[Excerpt to read]

* begin *

Purpose

This document will detail gCORE’s observability stack. The topic of observability comprises:

Logging
Monitoring
Tracing

Logging and monitoring are immediate needs and are actively being worked on. When we get the point where we’re covering the basics of these two we can talk about tracing. For now, I’ll just acknowledge its inclusion in the umbrella term: observability.

NOTE: At the present time, this is document depicts a partial, work-in-progress, non-production prototype. None of this technology has been peer reviewed or approved.

Logging

NOTE: Amazon just rebranded their most recent version of ElasticSearch, OpenSearch. The quickstart link below has been updated to reflect the new cluster endpoint, but the rest of this document still references ElasticSearch Service. We will provide a more thorough scrubbing later. For now, just keep this in mind.

QuickStart

ACE OpenSearch Home

Syslogs

Topology

The image below depicts the first-pass solution for routing system logs from EC2 instances to our central logging solution. Notice that Kinesis Firehose is serving as the routing engine here, sending logs to:

ElasticSearch for analytics, visualization and more to come
S3 for long-term storage in accordance with (pending definition) retention policy

The idea here is that we might need to keep logs longer than we’ll need/want (cost/benefit TBD) them at our fingertips in ElasticSearch.

<!— image: image (from original wiki uploads) —>

Components

Component	Description
RSyslog	Default Linux syslog server. Defaults unchanged, but added stanza to forward logs to `udp://localhost:5140`
Fluentd	OSS unified logging solution with lots of great plugins, including one for Kinesis Firehose. Fluentd is receiving syslog events from RSyslog, transforming them into JSON and shipping them to Kinesis.
Amazon Kinesis Data Firehose	Receives streaming log data from our EC2 instances (via Fluentd) and loads it into AWS ElasticSearch and S3.

* end *

[Problem statement]
Name every component listed in the Components table of the observability document. The rows that come next have nothing to do with the observability document.

[Location labeling records]

* begin *

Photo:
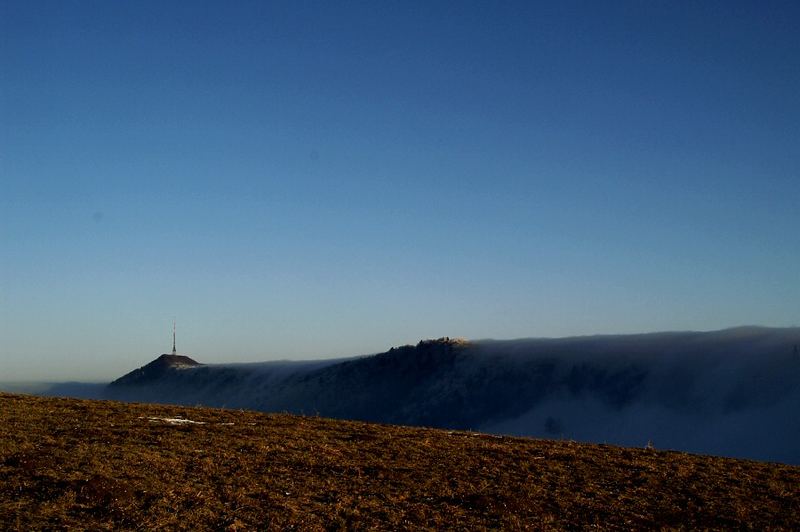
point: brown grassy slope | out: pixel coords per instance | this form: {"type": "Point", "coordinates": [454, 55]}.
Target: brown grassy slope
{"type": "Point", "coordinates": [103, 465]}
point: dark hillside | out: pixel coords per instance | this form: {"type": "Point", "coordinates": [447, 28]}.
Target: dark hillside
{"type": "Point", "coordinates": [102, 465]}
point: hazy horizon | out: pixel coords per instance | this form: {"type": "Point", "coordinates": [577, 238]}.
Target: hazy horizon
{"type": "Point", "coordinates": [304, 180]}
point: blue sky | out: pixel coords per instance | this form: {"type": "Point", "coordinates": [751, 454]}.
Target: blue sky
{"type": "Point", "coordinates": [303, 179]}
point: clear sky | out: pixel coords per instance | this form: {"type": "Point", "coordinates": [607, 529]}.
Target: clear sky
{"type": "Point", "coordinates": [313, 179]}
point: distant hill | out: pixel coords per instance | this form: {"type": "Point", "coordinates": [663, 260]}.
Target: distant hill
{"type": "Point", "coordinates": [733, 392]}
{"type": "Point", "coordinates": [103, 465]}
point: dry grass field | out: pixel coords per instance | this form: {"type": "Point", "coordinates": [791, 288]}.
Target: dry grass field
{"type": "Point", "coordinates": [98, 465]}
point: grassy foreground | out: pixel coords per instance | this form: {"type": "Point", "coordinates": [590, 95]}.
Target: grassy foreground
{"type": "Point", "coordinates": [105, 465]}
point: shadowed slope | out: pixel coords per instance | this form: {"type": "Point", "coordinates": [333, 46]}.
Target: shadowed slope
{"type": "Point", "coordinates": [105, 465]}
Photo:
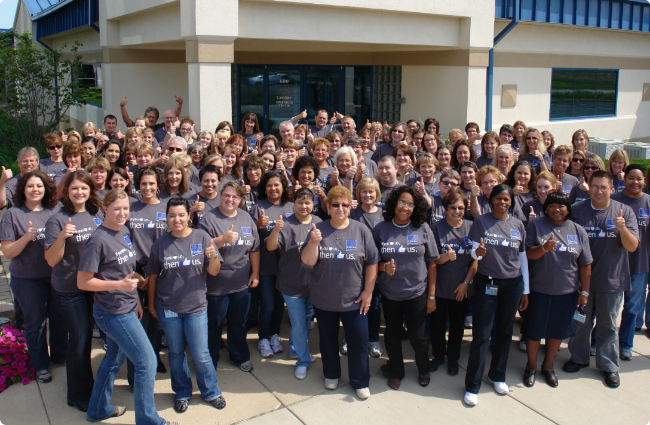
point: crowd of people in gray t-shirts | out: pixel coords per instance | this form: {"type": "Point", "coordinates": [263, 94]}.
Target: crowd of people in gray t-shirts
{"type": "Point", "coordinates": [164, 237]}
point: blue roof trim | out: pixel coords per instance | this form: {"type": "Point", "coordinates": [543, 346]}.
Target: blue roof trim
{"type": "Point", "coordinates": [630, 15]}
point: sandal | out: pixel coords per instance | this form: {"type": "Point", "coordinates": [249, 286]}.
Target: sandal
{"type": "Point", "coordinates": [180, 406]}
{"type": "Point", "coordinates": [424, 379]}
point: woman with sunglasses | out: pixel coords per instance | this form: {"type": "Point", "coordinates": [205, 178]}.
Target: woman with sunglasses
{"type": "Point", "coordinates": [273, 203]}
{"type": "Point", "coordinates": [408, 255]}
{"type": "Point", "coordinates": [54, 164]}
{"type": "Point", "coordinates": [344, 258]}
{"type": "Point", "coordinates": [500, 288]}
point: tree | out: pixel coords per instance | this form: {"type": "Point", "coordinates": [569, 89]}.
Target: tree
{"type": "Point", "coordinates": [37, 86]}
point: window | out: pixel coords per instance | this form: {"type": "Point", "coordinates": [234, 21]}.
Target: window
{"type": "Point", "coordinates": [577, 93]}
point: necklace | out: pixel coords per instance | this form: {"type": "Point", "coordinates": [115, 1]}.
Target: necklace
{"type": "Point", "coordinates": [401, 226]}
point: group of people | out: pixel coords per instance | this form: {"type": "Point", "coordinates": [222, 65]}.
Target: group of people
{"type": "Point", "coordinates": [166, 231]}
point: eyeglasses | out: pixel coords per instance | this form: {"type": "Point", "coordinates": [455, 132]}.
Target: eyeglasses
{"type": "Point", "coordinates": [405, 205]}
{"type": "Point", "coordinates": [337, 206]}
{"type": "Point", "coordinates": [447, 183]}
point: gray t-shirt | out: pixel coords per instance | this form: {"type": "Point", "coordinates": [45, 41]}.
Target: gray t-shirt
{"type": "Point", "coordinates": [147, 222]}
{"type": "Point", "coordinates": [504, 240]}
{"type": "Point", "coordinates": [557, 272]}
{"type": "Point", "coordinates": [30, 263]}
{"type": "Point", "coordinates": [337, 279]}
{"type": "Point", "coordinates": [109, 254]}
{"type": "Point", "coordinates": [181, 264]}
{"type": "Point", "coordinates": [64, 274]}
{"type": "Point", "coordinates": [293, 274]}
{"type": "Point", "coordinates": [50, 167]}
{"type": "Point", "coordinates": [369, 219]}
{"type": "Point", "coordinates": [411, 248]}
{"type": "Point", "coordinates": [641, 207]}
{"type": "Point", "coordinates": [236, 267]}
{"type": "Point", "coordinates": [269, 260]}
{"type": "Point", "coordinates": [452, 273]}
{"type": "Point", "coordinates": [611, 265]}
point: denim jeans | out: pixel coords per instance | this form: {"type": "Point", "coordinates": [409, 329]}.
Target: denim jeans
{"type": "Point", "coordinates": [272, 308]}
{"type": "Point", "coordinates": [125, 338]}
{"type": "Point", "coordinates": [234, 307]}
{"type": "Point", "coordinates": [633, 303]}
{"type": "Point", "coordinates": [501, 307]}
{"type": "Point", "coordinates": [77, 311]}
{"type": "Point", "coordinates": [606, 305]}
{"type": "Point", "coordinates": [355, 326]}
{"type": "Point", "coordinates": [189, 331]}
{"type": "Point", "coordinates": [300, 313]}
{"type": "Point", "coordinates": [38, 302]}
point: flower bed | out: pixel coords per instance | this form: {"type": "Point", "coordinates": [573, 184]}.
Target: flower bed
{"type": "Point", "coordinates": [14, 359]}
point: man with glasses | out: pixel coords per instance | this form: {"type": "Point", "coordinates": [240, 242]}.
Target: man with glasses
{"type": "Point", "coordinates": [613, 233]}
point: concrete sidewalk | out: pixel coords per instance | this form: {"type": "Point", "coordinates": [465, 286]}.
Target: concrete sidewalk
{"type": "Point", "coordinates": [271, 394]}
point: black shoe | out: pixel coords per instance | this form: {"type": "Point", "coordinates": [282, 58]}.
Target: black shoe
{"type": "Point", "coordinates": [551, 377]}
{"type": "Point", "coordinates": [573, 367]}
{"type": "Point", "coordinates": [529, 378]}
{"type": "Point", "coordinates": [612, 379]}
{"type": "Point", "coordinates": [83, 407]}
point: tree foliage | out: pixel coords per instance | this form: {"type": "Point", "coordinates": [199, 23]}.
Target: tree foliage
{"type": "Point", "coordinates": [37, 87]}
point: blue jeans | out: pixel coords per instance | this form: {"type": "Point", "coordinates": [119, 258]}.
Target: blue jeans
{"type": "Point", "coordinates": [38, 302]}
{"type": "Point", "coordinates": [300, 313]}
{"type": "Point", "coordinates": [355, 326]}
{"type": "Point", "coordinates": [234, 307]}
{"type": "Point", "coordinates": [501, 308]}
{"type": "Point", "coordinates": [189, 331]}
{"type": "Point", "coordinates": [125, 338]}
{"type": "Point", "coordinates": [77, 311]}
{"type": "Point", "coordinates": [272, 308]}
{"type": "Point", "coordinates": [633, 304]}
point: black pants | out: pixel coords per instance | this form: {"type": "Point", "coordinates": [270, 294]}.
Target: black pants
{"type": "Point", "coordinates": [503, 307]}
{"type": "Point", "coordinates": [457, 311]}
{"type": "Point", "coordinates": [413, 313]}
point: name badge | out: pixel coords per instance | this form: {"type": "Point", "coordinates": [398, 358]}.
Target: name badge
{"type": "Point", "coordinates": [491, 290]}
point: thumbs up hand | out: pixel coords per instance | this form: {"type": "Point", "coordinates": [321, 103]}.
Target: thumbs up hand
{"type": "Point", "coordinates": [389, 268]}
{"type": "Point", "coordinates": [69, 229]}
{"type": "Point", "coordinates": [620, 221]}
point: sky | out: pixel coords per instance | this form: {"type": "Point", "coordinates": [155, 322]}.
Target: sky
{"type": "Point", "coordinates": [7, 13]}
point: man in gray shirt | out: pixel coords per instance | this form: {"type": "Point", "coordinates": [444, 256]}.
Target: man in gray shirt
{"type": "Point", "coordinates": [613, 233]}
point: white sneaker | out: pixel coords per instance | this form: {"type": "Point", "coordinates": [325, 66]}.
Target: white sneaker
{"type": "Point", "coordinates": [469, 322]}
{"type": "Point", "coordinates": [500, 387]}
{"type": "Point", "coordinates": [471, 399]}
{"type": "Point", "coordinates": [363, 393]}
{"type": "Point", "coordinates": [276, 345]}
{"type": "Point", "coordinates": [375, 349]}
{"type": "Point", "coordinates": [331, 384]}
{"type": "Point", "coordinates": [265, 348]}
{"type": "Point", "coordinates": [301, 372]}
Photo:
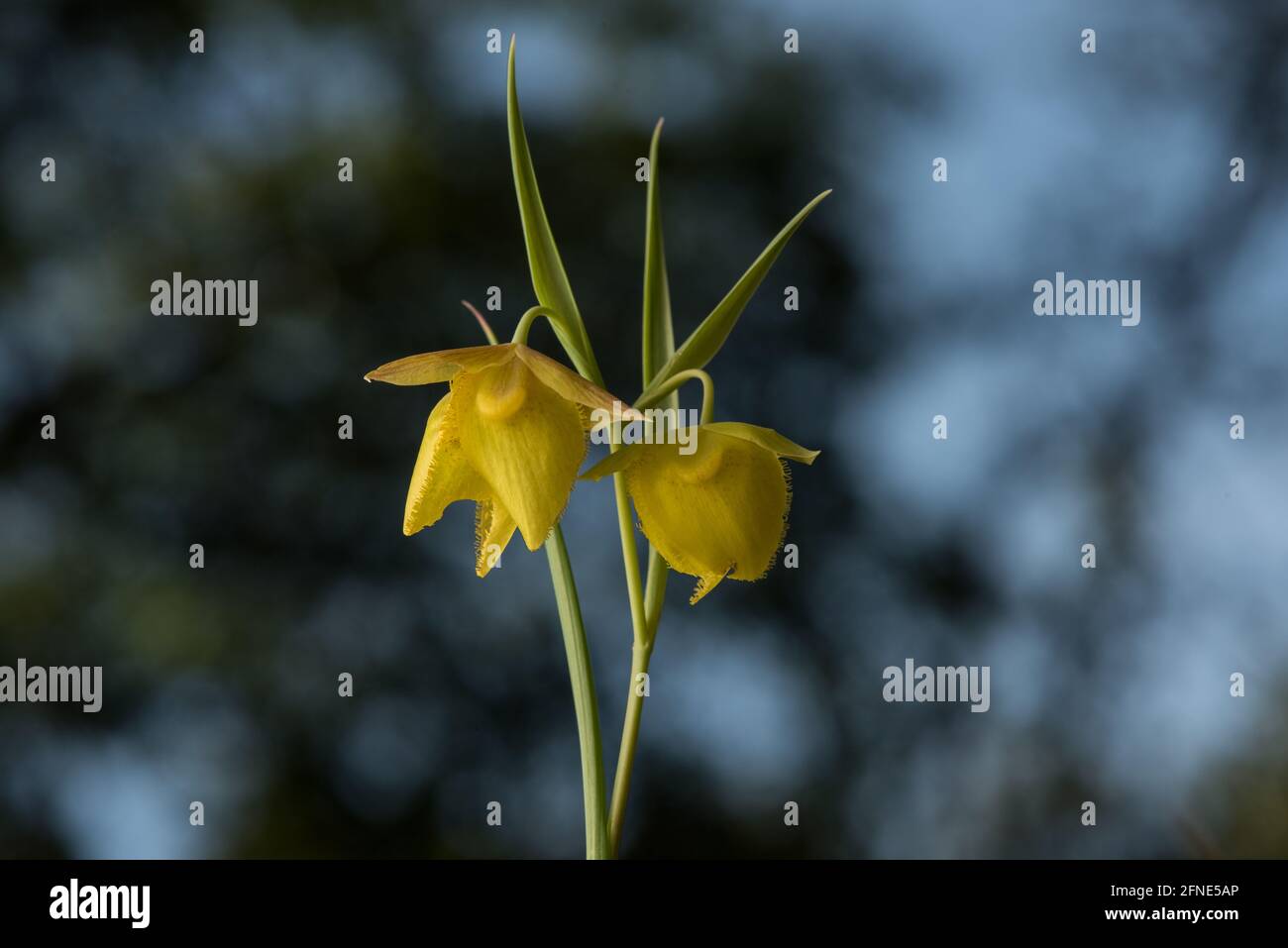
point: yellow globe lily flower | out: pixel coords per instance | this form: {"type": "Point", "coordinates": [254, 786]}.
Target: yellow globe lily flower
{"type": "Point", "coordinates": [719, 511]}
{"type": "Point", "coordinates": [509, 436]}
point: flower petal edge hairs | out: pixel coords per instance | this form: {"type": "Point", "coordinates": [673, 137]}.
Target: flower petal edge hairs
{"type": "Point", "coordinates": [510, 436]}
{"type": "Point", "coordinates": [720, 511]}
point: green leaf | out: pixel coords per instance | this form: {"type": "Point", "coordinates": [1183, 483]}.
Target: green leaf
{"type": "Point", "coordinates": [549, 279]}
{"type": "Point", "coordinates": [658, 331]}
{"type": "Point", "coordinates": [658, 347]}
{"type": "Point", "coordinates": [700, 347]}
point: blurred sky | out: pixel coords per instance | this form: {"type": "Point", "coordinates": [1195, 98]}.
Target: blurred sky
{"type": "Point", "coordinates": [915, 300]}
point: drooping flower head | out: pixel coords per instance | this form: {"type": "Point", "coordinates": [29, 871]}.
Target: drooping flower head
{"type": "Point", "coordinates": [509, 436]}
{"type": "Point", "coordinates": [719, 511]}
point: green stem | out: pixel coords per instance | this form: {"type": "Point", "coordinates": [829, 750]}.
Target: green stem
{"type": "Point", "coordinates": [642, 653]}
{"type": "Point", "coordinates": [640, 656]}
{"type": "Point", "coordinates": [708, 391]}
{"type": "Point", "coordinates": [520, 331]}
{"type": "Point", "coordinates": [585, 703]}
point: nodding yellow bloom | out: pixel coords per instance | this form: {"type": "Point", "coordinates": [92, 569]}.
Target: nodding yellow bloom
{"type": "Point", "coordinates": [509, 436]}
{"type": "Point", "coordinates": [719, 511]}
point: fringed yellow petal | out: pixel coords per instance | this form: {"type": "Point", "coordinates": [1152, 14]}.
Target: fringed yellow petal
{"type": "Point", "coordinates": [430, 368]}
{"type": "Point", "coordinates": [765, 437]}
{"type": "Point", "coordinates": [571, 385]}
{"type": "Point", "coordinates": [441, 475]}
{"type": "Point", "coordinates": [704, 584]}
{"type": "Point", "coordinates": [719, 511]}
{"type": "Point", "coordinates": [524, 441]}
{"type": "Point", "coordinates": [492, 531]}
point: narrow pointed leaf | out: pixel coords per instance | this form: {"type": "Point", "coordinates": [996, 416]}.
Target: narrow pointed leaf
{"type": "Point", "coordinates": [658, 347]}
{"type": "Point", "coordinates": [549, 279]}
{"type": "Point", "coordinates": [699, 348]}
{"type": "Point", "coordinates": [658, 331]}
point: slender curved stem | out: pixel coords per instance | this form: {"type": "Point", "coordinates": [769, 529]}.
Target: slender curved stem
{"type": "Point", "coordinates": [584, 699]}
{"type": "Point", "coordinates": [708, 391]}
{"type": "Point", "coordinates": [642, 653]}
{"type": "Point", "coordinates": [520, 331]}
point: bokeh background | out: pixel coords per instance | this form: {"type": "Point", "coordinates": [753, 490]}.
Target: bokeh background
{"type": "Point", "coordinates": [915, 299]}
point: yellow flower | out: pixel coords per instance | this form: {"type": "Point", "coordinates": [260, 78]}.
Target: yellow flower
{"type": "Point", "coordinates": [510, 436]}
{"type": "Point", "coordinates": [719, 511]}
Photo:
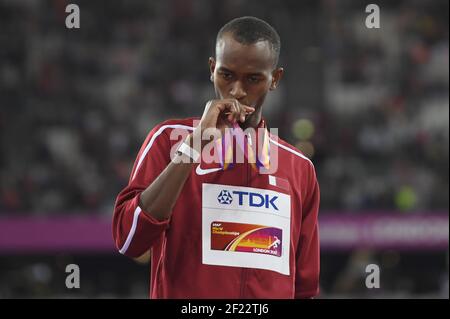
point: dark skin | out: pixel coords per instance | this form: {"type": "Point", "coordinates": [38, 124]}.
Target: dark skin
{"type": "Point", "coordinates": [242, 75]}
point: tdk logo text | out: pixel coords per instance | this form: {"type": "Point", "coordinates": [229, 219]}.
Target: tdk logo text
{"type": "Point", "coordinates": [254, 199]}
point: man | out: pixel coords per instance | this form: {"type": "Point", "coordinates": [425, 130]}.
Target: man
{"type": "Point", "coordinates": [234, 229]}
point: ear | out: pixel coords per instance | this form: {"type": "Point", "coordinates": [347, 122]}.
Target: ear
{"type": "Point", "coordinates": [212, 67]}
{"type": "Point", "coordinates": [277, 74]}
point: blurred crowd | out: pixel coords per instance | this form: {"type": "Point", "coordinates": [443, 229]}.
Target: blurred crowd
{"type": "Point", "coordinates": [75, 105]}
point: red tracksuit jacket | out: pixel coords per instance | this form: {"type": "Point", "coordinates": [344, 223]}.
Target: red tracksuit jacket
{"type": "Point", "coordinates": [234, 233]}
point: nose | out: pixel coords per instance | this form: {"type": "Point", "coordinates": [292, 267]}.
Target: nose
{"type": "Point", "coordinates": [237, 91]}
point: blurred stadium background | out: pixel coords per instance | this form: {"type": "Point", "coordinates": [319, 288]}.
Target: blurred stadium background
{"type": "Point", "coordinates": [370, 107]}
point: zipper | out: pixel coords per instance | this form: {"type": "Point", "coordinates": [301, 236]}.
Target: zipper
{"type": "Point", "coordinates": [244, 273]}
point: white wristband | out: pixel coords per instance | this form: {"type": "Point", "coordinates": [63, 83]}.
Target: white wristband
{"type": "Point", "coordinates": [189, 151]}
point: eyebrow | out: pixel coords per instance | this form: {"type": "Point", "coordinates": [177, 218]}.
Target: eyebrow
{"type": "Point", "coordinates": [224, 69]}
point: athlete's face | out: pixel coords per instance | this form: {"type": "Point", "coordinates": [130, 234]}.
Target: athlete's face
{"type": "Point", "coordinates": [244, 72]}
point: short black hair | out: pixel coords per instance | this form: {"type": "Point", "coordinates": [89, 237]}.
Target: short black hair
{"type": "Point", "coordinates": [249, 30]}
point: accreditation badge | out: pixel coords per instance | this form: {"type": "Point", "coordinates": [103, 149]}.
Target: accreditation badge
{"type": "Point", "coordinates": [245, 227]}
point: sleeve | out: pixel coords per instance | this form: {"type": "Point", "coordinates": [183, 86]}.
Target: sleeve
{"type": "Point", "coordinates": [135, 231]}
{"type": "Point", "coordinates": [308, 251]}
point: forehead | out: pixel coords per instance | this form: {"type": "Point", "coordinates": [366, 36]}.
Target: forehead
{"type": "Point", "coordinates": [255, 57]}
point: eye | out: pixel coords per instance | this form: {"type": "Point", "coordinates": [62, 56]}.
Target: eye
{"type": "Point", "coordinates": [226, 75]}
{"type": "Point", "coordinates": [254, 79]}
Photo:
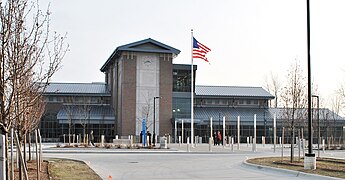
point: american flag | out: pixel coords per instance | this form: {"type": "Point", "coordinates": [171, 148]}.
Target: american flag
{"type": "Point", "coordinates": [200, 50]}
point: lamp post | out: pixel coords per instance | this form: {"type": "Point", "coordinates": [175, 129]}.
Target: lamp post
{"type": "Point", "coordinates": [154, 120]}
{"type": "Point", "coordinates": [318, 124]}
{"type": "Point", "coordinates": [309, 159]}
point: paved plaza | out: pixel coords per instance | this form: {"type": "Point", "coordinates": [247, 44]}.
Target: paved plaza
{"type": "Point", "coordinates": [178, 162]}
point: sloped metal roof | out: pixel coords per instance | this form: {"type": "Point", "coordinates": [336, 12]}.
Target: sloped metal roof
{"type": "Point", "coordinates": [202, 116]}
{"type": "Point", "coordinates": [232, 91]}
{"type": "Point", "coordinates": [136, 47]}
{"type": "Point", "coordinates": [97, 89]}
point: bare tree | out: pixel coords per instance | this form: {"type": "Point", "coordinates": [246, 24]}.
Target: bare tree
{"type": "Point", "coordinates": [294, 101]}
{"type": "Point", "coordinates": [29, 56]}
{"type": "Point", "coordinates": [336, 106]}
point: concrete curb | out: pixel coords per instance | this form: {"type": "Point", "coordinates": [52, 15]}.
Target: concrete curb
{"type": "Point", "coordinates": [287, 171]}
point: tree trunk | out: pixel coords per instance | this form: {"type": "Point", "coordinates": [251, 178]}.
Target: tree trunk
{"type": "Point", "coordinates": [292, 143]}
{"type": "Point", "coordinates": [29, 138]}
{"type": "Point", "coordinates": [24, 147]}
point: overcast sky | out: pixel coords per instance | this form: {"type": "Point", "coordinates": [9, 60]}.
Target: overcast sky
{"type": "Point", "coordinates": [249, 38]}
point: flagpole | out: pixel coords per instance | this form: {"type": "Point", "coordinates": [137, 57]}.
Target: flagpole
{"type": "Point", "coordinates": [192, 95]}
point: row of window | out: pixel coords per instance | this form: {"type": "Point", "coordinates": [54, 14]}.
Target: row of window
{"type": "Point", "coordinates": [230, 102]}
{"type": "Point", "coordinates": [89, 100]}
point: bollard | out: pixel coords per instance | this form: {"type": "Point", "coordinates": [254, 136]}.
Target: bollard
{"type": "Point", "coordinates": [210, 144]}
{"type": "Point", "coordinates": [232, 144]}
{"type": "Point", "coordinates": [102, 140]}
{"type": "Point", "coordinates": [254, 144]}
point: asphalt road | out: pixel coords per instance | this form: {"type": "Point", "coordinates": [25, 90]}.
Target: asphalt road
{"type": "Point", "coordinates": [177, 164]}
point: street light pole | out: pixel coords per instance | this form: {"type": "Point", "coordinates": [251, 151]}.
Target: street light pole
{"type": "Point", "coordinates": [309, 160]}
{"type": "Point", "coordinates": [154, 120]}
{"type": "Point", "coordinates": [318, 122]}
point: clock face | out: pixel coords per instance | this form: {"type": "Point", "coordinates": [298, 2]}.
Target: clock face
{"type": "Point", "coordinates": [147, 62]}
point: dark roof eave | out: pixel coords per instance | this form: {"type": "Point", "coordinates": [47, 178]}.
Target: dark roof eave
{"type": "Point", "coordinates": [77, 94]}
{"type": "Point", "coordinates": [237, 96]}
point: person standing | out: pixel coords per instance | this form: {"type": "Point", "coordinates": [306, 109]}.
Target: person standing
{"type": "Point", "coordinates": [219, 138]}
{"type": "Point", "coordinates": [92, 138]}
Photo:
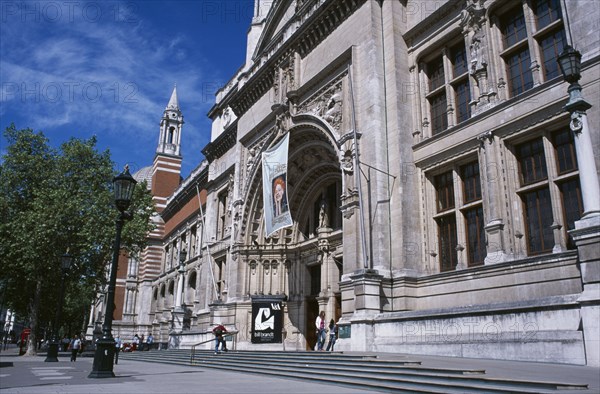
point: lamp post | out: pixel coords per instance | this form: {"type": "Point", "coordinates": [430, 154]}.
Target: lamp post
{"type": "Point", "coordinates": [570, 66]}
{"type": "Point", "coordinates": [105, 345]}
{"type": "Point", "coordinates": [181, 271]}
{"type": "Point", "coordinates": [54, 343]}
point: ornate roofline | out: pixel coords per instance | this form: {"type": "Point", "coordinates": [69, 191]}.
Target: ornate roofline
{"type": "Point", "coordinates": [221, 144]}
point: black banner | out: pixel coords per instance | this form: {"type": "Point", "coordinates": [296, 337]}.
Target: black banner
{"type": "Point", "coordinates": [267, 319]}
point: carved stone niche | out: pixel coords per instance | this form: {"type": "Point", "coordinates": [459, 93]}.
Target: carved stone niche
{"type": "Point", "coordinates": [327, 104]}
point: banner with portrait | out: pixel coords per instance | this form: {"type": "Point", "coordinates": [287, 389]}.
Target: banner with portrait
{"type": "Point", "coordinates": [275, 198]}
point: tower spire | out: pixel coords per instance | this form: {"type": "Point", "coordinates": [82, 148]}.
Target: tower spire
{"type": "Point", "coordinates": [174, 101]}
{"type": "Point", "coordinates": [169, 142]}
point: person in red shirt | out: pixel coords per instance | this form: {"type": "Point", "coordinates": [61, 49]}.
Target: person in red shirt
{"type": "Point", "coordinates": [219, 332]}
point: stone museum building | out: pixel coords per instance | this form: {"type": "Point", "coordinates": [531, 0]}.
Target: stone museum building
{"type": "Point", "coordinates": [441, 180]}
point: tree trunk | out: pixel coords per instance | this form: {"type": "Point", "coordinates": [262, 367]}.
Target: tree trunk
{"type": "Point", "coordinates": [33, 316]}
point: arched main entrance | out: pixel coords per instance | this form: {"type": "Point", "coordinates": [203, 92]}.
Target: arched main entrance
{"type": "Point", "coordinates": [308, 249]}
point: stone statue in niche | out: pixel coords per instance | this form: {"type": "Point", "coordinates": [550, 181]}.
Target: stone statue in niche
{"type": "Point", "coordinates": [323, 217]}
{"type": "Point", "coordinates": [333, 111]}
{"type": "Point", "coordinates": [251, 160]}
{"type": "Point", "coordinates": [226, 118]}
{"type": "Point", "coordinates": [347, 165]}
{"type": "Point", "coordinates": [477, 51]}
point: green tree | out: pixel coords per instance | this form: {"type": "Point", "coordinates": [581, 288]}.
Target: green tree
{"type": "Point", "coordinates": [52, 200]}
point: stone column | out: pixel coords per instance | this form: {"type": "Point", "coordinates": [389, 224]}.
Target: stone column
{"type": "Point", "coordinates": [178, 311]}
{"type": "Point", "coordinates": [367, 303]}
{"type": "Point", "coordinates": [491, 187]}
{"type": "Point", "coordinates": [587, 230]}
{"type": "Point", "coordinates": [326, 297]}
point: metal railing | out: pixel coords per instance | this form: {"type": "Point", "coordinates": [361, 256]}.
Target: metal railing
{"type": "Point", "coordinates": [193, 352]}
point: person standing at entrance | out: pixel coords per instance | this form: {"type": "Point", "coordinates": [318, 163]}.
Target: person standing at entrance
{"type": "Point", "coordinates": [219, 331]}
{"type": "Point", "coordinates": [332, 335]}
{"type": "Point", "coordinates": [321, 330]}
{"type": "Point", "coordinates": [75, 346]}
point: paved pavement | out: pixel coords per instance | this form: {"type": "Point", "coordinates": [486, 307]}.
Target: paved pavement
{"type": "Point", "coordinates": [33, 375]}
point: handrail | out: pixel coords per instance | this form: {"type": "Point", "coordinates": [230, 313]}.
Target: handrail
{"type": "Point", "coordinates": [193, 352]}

* end *

[Task solution]
RSyslog, Fluentd, Amazon Kinesis Data Firehose